▶ [Exercise task] Every line in the listing is to be echoed verbatim.

[Dataset items]

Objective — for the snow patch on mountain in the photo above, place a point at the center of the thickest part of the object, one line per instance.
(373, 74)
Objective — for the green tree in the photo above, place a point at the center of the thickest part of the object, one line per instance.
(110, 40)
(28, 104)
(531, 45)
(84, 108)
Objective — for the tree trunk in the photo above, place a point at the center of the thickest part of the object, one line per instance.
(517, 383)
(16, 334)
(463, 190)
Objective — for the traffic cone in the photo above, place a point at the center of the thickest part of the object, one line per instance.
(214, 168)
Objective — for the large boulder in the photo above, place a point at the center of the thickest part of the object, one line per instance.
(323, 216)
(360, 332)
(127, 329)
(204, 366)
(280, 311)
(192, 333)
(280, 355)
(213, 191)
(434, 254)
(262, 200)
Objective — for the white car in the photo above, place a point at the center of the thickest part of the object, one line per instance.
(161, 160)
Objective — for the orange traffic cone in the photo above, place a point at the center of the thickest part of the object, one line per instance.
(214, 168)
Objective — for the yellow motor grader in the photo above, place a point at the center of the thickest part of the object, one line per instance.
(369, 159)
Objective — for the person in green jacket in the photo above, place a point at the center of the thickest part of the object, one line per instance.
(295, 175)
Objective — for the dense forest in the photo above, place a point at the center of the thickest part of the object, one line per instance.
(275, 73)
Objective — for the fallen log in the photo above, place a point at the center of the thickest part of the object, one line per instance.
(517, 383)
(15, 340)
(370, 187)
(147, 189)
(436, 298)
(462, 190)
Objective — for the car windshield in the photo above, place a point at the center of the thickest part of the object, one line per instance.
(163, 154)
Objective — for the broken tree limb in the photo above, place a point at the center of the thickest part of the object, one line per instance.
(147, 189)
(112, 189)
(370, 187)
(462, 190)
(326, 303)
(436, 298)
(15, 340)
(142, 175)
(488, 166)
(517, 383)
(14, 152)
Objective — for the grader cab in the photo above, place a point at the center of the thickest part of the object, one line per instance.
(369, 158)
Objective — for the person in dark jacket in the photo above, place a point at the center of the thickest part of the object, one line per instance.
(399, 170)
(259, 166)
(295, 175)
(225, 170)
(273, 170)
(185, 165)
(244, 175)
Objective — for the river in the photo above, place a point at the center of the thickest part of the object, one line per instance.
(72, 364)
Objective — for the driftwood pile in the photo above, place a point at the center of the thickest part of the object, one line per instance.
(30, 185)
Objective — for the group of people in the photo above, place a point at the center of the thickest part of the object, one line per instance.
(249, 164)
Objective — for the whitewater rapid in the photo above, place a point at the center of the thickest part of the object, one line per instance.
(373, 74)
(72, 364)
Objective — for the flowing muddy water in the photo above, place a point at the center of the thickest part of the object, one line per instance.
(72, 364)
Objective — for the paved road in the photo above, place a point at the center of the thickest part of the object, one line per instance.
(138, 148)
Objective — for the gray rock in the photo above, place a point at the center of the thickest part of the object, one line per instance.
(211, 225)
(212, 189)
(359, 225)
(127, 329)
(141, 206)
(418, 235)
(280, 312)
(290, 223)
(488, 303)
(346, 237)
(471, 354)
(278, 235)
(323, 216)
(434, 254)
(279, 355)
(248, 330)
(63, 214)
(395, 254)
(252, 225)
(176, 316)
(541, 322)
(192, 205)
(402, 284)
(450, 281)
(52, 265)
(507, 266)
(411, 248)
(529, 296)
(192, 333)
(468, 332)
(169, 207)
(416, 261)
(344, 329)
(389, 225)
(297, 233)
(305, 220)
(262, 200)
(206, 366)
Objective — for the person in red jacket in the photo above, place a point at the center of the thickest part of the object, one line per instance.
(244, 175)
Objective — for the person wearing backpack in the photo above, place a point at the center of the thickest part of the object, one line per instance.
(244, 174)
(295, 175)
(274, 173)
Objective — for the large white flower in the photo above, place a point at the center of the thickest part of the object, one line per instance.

▶ [Written answer]
Objective — for the snow patch on mountain in the photo above, place a point at the center of the thickest part of the object, one line per instance.
(373, 74)
Objective — for the green tree in the photo above, place a point at the center of the thickest part of the object, one line per instance.
(110, 40)
(28, 104)
(531, 45)
(84, 108)
Objective — for the tree trunk in the photo above, place a point at the center of the thickest part of the object, one line per instance.
(517, 383)
(16, 334)
(463, 190)
Objective — for the traffic cone in the photo above, place a point at the center of the thickest part of the object, one line per instance.
(214, 168)
Objective — for the large boulder in the photo above, place a point at the center of the thickest part of the object, one line per instance.
(323, 216)
(360, 332)
(127, 329)
(204, 366)
(280, 311)
(192, 333)
(280, 355)
(213, 191)
(434, 254)
(262, 200)
Objective — for the white car in the photo above, place a point at the center of the thickest part of the object, one line per instance.
(161, 160)
Objective — for the orange traffic cone in the photo above, place a point at the center of the thickest part of the object, one line per instance.
(214, 168)
Objective — for the yellow motor grader in the photo above, place a point at the center of the thickest part of the object, one line per instance.
(369, 159)
Objective — for the person in green jacket in the photo above, place a point at the center of the thickest part of the object, one line per instance.
(295, 175)
Objective — for the dense forest in the photo above, place a point at the center of the thickest part of the object, one line per instance.
(275, 73)
Objective — for the fallen log in the photo above, place a point at the center of the thickest part of the object, one line per instance.
(517, 383)
(15, 340)
(370, 187)
(147, 189)
(436, 298)
(462, 190)
Objective — for the car windshield in the photo above, place a point at the center of the thickest part of the object, one line per instance.
(163, 154)
Objective — for the broken tree limb in the photo above, place a point at the center of the thickest part of the object, one line per instance.
(147, 189)
(112, 189)
(370, 187)
(462, 190)
(326, 303)
(436, 298)
(15, 340)
(142, 175)
(488, 166)
(517, 383)
(14, 152)
Objective — for the grader cab in the photo above, place a point at the center of the thickest part of the object, one line per instance.
(369, 158)
Objective — for the person in dark jacket in the photo above, place a point at the center of the thickest part of the object, one line per instance.
(399, 170)
(259, 166)
(295, 175)
(225, 170)
(273, 170)
(185, 165)
(244, 175)
Objective — for the river in the photo above, place a point at the center of the thickest part of the object, one line per instance.
(72, 364)
Objective — for the driftwood pile in the photo above, place a point at the center of the thickest part of the object, one line per instance.
(30, 185)
Objective — for the group of people in the photo above, place a point at the center of the thickest part of the object, one line per instance.
(249, 164)
Objective — for the whitewater rapid in the photo above, place a point at the center of the thickest part of the object, one line per instance.
(373, 74)
(72, 364)
Objective — for the flowing muddy water in the photo above, place a point at the center of the thickest part of the object, one line per instance.
(72, 364)
Objective — for the paved road in the photo above, place a point at the center of the thickest part of the object, one line per instance.
(138, 148)
Objective — for the gray rock in the photo above, place a point at the center of the thickest part of the object, one line per instance.
(211, 225)
(212, 189)
(359, 225)
(127, 329)
(141, 206)
(418, 235)
(280, 312)
(290, 223)
(488, 303)
(346, 237)
(471, 354)
(278, 235)
(323, 216)
(434, 254)
(279, 355)
(248, 330)
(63, 214)
(395, 254)
(252, 225)
(176, 316)
(541, 322)
(192, 205)
(402, 284)
(450, 281)
(52, 265)
(507, 266)
(411, 248)
(529, 296)
(192, 333)
(468, 332)
(169, 207)
(416, 261)
(344, 329)
(389, 225)
(297, 233)
(305, 220)
(262, 200)
(206, 366)
Objective — for the person in red jacket in the photo above, place a point at the center of the thickest part of the object, one line per instance.
(244, 175)
Objective — for the person wearing backpack in the photo above, place a point at the center of the thickest part of the object, one line per instance.
(244, 174)
(295, 175)
(274, 173)
Objective — for the large white flower in the photo above, place a point at the center of the thickest part of the object, one line per instance.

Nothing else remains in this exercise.